> Problem requirements: A single number is the answer: the count of lines in these records with "blue" in them.

(Stored data entries)
= Beginning of Section =
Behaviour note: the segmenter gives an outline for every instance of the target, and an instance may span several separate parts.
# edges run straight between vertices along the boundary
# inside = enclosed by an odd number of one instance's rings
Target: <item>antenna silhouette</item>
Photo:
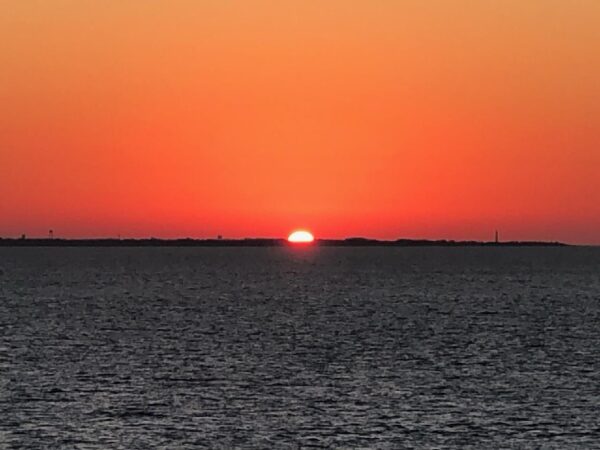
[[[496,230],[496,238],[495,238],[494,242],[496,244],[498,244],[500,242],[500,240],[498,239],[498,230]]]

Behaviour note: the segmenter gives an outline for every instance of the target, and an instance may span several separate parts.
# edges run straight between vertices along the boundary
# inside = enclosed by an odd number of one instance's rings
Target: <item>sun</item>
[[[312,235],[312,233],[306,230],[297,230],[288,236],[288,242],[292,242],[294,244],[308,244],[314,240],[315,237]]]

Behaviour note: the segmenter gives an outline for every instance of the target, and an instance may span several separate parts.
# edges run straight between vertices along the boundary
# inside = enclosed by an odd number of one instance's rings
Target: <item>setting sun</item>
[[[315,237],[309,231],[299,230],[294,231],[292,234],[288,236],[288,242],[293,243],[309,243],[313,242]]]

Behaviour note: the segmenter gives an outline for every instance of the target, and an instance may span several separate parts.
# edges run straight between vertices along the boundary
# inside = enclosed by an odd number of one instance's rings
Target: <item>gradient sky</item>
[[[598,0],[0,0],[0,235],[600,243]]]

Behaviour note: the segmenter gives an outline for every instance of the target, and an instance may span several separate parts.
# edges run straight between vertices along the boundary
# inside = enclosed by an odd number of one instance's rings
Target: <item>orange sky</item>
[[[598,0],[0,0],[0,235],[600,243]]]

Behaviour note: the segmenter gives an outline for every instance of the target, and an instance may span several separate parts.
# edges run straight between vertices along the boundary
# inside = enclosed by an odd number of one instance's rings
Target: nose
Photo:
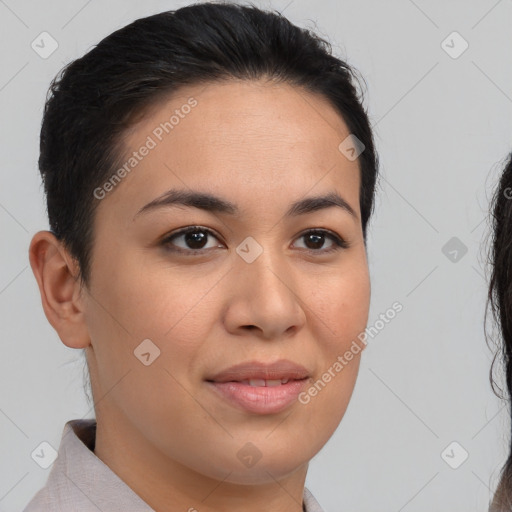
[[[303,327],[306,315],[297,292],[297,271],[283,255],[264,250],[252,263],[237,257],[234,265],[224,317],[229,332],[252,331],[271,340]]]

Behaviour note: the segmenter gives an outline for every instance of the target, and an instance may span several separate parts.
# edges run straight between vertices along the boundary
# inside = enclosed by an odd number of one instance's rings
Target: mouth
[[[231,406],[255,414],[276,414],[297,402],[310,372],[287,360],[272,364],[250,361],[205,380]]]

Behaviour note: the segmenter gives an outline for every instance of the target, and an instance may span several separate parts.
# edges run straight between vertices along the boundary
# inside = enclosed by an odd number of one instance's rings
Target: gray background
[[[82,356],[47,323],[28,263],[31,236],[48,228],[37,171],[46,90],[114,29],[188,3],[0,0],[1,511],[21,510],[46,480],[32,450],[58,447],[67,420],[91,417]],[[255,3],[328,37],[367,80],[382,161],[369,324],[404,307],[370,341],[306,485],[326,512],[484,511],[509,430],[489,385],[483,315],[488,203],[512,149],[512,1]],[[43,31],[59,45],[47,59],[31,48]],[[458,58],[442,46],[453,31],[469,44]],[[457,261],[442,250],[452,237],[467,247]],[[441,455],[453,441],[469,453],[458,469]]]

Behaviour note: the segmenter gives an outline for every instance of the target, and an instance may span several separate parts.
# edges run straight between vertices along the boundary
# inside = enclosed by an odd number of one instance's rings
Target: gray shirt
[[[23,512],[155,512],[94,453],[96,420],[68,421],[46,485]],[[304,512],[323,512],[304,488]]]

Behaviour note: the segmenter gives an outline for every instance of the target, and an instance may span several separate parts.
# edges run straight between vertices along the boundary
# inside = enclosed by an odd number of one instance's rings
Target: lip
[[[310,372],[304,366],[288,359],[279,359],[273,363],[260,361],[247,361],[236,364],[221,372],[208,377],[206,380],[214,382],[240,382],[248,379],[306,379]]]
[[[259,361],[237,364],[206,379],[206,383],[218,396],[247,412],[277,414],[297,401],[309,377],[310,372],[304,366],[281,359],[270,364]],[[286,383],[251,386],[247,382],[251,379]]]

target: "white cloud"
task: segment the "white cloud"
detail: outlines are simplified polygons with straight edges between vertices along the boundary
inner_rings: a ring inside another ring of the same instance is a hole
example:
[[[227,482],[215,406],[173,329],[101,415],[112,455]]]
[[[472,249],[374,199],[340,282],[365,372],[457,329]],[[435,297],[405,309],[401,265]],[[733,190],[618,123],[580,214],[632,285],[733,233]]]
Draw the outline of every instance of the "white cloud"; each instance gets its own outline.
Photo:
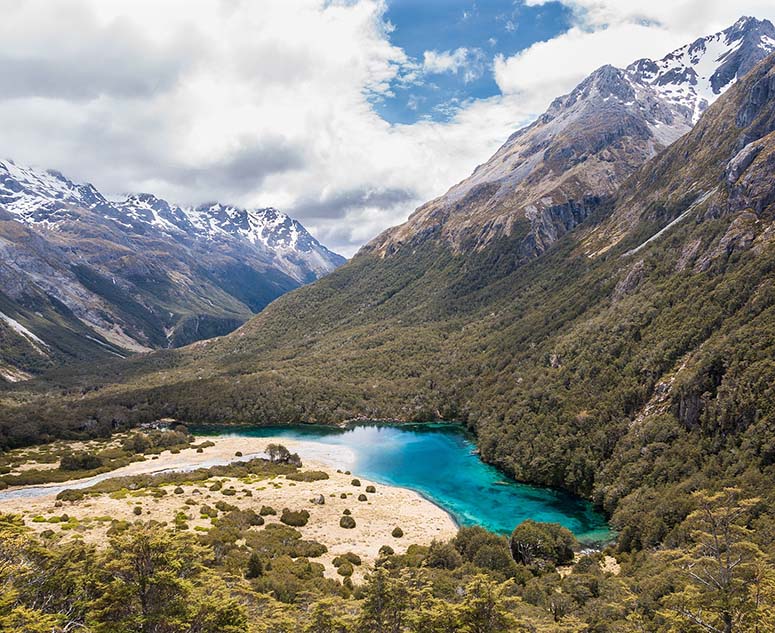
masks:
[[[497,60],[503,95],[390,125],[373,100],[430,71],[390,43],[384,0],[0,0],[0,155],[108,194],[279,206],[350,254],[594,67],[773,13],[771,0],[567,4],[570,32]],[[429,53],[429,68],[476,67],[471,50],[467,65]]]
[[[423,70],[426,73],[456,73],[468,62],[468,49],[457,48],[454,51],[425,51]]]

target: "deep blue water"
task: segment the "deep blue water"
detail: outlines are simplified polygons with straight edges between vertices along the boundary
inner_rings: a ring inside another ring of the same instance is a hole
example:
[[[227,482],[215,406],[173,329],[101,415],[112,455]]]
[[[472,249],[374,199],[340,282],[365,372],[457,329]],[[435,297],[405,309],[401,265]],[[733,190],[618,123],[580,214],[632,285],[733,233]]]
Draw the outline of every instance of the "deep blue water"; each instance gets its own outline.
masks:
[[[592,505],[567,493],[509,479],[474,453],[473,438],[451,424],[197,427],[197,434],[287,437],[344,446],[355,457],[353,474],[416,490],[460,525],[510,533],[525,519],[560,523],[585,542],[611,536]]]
= End of Section =
> Answer: 3